Available data
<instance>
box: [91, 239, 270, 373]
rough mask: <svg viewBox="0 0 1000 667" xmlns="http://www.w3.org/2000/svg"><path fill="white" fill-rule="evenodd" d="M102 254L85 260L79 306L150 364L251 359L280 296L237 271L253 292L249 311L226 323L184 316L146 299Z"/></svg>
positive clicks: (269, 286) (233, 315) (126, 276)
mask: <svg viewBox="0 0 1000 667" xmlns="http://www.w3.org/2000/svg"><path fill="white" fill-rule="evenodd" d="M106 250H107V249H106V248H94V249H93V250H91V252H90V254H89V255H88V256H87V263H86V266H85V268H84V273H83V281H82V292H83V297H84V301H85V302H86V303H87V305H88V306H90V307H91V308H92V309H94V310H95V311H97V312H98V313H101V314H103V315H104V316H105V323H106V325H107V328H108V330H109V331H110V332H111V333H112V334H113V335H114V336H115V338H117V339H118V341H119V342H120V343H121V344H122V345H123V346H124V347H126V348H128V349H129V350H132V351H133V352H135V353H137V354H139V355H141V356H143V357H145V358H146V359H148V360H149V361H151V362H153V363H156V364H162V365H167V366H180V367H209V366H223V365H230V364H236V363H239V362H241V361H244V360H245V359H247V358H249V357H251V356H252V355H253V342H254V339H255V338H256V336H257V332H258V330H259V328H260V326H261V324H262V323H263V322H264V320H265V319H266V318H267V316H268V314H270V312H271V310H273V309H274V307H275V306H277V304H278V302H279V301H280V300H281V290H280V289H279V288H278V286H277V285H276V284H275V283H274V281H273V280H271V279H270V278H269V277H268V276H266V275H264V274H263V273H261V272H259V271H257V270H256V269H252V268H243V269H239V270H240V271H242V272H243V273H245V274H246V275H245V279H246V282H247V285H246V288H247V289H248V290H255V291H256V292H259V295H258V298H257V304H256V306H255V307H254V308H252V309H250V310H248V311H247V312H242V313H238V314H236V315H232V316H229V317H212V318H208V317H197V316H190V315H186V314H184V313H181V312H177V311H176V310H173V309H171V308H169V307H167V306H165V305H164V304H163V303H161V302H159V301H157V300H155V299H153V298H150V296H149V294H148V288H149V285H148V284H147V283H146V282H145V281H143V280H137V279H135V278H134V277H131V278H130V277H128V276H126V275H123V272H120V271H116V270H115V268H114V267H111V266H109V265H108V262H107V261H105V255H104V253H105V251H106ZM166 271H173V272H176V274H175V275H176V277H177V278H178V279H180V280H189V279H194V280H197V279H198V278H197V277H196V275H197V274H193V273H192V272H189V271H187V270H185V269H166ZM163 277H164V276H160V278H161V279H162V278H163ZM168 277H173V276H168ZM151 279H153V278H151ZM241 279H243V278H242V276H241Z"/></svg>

How to complete this task
Rewrite the lines above, putting "foreground clicks" in place of "positive clicks" and leaving everything else as it is.

Answer for this exercise
<instance>
box: [91, 239, 270, 373]
rough mask: <svg viewBox="0 0 1000 667" xmlns="http://www.w3.org/2000/svg"><path fill="white" fill-rule="evenodd" d="M102 254L85 260L79 306L150 364L251 359L280 296L237 271L253 292L249 311L226 323L184 316L146 299Z"/></svg>
foreground clicks: (269, 286) (233, 315) (126, 276)
mask: <svg viewBox="0 0 1000 667" xmlns="http://www.w3.org/2000/svg"><path fill="white" fill-rule="evenodd" d="M106 250H107V249H106V248H94V249H93V250H91V252H90V254H89V255H88V256H87V263H86V266H85V268H84V273H83V281H82V292H83V297H84V301H85V302H86V303H87V305H88V306H90V307H91V308H92V309H94V310H95V311H97V312H98V313H101V314H103V315H104V316H105V323H106V325H107V328H108V330H109V331H110V332H111V333H112V334H113V335H114V336H115V338H117V339H118V341H119V342H120V343H121V344H122V345H123V346H124V347H126V348H128V349H129V350H132V351H133V352H135V353H137V354H139V355H141V356H143V357H145V358H146V359H148V360H149V361H151V362H153V363H156V364H162V365H167V366H180V367H209V366H223V365H230V364H236V363H239V362H241V361H244V360H245V359H247V358H249V357H251V356H252V355H253V342H254V339H255V338H256V336H257V332H258V330H259V328H260V326H261V324H262V323H263V322H264V320H265V319H266V318H267V316H268V314H270V312H271V310H273V309H274V307H275V306H277V304H278V302H279V301H280V300H281V290H280V289H279V288H278V286H277V285H276V284H275V283H274V281H273V280H271V279H270V278H269V277H268V276H266V275H264V274H263V273H261V272H259V271H257V270H256V269H252V268H243V269H239V270H240V271H242V272H243V273H245V274H246V275H245V279H246V282H247V285H246V288H247V289H248V290H255V291H256V292H259V295H258V298H257V304H256V306H255V307H254V308H252V309H250V310H248V311H247V312H242V313H238V314H236V315H232V316H229V317H212V318H208V317H197V316H190V315H186V314H184V313H181V312H177V311H176V310H173V309H171V308H169V307H167V306H165V305H164V304H163V303H161V302H159V301H157V300H155V299H153V298H150V296H149V294H148V288H149V285H148V284H147V283H146V282H145V281H143V280H137V279H135V278H134V277H131V278H130V277H128V276H126V275H123V272H120V271H116V270H115V268H114V267H111V266H109V265H108V262H107V261H105V255H104V253H105V251H106ZM166 271H173V272H176V274H175V275H176V277H177V278H178V279H180V280H189V279H194V280H197V279H198V278H197V277H196V275H197V274H193V273H192V272H189V271H187V270H185V269H166ZM163 277H164V276H160V278H161V279H162V278H163ZM168 277H173V276H168ZM151 279H153V278H151ZM241 279H243V278H242V276H241Z"/></svg>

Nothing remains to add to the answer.